===== Entries shown

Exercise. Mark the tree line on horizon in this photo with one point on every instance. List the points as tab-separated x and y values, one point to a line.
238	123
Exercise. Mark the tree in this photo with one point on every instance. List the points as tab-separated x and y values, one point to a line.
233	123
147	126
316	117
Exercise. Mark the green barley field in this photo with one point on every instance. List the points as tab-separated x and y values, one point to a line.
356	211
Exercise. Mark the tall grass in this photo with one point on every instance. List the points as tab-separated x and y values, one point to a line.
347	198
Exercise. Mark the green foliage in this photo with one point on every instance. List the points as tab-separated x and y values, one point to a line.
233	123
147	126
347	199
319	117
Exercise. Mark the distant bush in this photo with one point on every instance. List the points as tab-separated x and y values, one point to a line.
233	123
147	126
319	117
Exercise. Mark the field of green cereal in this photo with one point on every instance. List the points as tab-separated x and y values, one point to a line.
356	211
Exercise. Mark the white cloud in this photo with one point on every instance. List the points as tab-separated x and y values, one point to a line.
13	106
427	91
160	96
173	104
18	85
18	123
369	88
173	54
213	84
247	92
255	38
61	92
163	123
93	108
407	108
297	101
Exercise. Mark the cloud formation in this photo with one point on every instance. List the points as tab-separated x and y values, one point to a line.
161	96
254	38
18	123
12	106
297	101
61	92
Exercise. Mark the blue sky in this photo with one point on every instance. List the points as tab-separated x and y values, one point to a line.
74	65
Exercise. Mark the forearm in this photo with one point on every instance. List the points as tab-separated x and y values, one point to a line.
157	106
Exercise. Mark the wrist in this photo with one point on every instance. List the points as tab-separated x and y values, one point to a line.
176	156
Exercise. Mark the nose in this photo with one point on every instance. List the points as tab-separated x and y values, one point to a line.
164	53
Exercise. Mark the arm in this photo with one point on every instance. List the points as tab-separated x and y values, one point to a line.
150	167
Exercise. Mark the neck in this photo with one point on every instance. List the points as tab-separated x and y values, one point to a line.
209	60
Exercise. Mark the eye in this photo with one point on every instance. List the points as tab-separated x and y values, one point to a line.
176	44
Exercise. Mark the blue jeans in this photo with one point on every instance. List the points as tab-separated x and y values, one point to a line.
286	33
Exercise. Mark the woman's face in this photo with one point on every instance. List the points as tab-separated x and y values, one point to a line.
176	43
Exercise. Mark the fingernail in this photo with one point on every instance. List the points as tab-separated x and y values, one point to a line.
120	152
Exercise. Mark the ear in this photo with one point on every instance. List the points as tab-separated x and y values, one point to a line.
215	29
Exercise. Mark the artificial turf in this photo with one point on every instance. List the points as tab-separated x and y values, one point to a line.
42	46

==========

Exercise brief: Repeat the data above starting at the line with "Exercise. Mark the fingernail" and ending at its last line, exactly, with no other lines.

Expected output:
Exercise. Mark the fingernail in this photo with one point on every instance. List the points as tab-separated x and y values, one point to a line.
120	152
Exercise. Mark the ear in this photo with one point on every instance. List the points as tab-separated x and y values, one point to a line.
215	29
Exercise. Mark the artificial turf in this photo with one point on every instance. List the points as tab-separated x and y values, one point to a line.
42	46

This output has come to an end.